START SUPPLIED MATERIAL

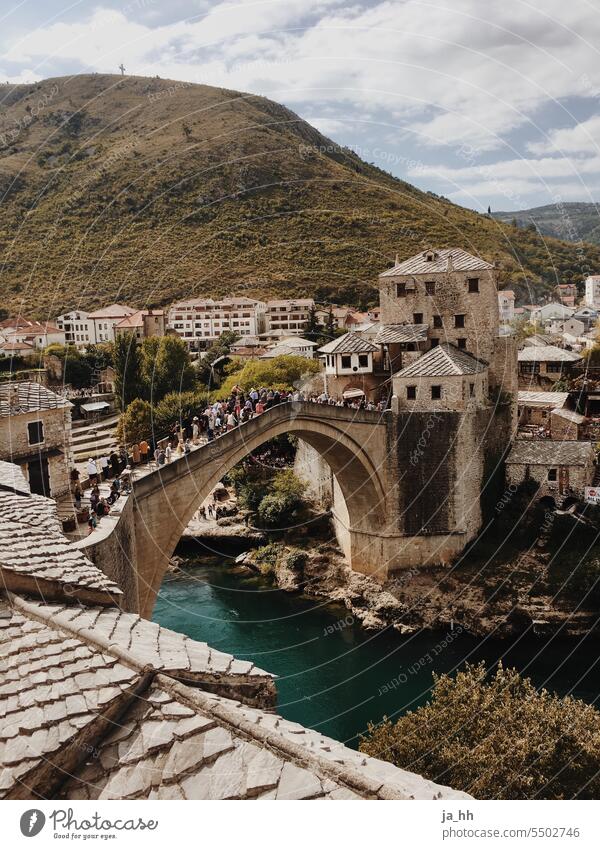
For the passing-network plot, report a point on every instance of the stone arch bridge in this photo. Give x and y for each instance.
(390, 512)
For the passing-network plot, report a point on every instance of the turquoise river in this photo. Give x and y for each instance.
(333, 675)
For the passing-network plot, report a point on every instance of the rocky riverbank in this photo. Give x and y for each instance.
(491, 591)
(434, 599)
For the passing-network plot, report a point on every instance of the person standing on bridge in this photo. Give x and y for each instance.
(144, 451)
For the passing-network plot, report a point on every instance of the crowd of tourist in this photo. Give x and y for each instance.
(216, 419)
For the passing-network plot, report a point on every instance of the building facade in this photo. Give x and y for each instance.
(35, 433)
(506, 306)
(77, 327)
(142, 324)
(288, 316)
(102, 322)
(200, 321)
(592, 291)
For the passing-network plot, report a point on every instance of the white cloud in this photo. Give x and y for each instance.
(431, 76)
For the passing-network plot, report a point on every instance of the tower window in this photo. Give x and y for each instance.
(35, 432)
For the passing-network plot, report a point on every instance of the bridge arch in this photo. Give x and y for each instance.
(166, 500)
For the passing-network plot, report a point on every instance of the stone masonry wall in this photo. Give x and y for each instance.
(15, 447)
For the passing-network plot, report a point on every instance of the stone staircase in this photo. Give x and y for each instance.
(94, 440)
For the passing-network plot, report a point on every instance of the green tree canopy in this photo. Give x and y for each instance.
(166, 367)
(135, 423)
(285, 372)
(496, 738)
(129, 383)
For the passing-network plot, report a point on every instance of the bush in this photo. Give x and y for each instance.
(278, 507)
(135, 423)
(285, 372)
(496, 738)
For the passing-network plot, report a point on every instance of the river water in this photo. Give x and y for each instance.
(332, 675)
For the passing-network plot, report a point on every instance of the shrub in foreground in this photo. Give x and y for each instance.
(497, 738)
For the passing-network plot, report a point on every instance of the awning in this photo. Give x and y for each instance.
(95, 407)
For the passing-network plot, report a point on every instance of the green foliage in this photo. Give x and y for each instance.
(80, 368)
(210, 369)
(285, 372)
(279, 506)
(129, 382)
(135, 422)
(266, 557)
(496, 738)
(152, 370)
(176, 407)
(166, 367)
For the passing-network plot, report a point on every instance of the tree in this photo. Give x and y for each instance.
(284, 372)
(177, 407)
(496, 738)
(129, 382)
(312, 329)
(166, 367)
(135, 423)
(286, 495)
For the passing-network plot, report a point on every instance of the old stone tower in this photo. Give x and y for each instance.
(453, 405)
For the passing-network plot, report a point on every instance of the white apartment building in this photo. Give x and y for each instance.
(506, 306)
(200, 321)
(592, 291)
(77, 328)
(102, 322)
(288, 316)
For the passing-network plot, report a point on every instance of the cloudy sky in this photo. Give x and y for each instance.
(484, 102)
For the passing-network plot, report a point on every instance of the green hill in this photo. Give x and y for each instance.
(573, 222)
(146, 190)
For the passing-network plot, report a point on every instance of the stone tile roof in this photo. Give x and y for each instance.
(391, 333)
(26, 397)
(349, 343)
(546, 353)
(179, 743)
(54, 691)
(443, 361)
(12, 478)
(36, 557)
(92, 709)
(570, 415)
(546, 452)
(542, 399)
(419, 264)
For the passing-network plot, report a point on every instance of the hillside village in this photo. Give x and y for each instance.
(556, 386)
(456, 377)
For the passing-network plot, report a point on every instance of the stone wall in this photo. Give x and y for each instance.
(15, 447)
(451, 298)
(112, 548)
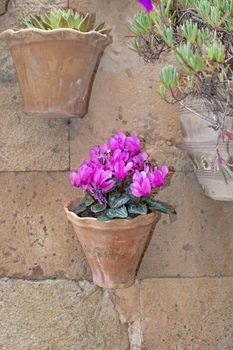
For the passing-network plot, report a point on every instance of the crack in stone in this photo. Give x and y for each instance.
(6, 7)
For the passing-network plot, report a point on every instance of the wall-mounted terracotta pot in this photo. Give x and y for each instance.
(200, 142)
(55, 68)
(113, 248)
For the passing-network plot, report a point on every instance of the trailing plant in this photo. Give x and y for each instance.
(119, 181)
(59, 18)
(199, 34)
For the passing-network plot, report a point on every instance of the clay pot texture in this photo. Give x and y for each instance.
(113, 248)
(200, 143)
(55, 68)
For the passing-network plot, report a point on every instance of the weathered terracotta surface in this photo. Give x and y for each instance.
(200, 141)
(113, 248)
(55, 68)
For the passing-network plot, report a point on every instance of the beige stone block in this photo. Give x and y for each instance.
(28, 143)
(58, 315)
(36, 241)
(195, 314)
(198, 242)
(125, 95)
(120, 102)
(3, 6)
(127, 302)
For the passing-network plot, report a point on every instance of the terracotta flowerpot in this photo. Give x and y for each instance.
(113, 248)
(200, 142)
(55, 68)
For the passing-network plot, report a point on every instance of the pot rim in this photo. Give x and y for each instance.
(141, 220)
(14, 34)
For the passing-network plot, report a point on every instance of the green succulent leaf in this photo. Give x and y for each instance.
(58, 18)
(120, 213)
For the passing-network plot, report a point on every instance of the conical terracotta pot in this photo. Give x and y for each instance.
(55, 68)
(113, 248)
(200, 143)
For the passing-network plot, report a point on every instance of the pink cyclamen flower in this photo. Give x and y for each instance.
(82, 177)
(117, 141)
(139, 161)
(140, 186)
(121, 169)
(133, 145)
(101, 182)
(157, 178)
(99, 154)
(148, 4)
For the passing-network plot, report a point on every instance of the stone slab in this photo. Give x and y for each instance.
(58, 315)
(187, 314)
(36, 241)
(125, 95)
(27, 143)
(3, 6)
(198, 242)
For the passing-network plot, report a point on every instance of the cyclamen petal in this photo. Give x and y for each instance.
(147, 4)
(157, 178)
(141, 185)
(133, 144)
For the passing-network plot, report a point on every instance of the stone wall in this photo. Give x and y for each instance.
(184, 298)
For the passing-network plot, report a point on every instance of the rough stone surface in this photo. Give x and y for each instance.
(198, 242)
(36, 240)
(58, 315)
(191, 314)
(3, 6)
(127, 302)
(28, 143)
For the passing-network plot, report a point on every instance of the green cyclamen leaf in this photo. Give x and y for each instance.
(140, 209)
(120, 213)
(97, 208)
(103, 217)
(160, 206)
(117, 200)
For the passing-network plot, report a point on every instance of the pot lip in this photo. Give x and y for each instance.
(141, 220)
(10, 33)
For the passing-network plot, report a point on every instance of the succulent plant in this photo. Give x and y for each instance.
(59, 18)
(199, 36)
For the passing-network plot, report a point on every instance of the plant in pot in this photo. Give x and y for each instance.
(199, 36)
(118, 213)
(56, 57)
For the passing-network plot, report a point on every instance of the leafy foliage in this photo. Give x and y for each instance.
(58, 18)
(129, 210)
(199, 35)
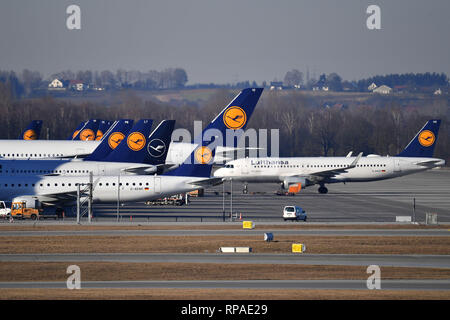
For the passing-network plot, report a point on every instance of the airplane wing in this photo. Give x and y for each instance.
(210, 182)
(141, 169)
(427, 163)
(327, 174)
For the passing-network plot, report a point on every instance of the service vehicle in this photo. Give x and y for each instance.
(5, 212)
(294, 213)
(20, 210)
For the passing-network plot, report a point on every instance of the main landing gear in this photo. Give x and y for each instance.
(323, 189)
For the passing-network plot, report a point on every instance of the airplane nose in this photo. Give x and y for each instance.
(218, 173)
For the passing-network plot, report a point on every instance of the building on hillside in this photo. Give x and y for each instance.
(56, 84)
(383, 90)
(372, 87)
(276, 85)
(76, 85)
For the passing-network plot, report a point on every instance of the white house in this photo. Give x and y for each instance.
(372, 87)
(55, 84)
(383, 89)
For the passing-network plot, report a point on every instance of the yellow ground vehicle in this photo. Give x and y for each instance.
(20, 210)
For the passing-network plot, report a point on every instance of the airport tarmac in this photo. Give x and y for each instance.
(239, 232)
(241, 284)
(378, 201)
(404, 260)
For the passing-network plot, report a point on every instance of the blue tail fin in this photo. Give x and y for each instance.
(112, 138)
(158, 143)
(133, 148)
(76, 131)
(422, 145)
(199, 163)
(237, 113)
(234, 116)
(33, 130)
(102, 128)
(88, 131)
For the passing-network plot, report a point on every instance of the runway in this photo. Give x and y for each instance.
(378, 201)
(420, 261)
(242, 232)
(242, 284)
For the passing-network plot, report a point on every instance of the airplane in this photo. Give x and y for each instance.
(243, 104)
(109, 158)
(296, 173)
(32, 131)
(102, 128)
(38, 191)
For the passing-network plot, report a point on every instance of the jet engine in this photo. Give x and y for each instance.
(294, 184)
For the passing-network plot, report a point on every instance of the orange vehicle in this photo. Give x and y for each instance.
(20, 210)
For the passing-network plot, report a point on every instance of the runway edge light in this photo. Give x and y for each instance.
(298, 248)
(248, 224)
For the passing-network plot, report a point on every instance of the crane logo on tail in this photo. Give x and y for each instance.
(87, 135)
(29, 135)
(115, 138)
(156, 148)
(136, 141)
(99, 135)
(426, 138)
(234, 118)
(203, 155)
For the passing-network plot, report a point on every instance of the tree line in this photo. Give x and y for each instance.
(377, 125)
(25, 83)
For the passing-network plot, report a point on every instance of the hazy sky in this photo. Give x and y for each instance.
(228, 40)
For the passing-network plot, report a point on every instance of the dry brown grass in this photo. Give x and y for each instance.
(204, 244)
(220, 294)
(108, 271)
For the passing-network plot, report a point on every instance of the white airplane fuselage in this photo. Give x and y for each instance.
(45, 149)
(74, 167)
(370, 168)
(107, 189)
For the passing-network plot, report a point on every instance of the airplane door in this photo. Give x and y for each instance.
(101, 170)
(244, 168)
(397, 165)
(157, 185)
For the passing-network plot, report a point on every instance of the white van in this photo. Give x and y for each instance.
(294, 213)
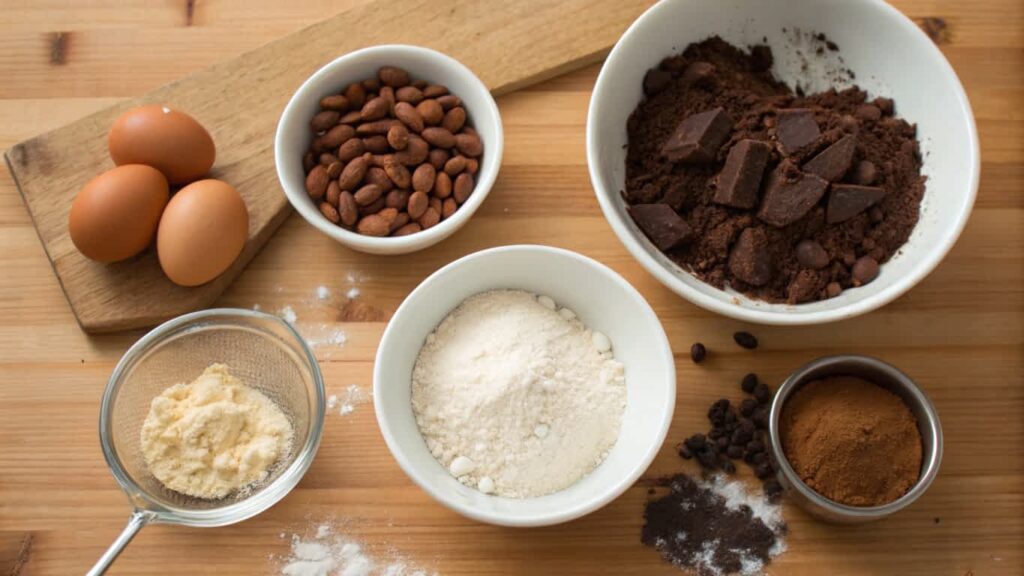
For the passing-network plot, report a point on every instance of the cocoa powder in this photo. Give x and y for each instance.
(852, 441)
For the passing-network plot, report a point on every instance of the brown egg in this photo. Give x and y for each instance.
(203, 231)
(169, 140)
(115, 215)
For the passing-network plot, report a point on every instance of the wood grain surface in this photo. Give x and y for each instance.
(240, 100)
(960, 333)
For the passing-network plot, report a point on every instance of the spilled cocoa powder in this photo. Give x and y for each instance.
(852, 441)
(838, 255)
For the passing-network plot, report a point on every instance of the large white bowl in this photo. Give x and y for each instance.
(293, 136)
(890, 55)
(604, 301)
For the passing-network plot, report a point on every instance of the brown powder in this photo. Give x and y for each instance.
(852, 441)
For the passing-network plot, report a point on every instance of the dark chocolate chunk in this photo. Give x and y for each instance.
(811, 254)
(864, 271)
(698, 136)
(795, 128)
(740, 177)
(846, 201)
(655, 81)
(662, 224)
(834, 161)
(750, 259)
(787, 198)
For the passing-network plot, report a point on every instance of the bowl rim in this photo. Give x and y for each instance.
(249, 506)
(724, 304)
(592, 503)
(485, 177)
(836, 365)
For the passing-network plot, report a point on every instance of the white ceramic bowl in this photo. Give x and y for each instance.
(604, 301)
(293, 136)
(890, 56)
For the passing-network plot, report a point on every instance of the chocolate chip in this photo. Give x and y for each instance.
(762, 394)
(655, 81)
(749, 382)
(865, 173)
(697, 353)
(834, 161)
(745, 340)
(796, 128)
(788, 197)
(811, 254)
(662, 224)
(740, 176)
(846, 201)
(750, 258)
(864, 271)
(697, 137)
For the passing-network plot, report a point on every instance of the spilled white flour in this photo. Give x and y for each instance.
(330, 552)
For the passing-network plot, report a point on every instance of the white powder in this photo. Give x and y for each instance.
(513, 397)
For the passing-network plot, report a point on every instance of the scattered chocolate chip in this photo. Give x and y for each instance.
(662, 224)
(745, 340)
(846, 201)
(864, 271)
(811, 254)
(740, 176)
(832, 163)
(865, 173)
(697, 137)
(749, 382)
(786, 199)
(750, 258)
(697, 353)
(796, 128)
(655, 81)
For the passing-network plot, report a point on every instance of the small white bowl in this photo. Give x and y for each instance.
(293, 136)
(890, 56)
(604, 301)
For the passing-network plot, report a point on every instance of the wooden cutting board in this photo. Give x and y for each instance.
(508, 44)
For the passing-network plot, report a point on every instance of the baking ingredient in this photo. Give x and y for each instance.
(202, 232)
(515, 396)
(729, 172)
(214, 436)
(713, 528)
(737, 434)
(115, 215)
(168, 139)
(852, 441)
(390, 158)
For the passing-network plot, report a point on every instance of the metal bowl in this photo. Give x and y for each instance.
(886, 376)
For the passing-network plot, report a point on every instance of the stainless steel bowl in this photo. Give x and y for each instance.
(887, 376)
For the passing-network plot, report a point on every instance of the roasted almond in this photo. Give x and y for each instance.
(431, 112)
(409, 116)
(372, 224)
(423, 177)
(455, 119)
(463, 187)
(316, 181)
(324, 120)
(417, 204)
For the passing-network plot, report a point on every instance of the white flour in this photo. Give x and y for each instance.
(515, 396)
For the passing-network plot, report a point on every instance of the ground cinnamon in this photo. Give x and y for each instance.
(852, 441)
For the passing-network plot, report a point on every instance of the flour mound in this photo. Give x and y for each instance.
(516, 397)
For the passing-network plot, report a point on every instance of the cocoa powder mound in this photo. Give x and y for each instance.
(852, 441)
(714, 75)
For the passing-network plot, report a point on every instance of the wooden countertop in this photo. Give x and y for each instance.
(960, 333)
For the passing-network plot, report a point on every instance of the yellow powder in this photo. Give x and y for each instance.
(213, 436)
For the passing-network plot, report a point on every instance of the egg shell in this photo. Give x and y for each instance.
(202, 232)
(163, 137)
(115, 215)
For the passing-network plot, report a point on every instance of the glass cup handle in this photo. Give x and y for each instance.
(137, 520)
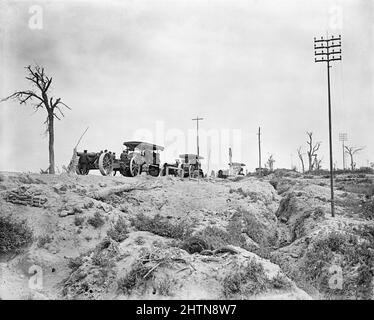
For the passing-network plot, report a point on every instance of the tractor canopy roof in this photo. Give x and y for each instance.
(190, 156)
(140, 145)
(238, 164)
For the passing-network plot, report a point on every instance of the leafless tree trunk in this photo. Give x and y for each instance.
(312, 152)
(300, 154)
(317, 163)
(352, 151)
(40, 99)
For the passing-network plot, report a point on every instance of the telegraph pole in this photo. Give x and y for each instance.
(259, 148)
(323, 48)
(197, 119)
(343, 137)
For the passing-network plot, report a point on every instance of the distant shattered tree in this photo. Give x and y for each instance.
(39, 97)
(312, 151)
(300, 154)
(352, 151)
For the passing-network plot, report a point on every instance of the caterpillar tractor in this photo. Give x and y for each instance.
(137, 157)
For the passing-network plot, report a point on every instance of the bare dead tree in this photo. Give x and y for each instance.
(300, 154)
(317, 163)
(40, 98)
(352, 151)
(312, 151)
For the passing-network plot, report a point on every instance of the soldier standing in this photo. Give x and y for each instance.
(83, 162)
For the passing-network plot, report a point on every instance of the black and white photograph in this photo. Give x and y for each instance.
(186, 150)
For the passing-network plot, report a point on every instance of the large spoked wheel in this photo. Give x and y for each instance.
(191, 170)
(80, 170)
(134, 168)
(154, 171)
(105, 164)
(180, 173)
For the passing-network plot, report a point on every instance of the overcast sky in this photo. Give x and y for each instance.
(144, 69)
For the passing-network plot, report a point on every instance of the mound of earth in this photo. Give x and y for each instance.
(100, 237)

END SUPPLIED MATERIAL

◆ YOUR INSTRUCTIONS
Exactly and only the lines from the line containing "of the soldier" through the final line of the records above must be returned.

◆ TASK RESULT
For the passing-network plot, report a point on every instance of the soldier standing in this photo. Give x and y for each instance.
(83, 162)
For the passing-network plot, report a point on every instance of the black and white photograph in this photo. Give x and y for each instance.
(186, 150)
For the passing-network plot, report a point on every instance of the large spoked wheel in this photo. Give x and y for each instance.
(191, 170)
(80, 170)
(134, 168)
(154, 171)
(105, 164)
(180, 173)
For the passing-network plot, report a point on every instance of the overcast sky in this photo. Give x and y for each instance.
(144, 69)
For the passing-network plot, report a point on every instance of the mound of earth in this photo. Give x and y for each instance.
(100, 237)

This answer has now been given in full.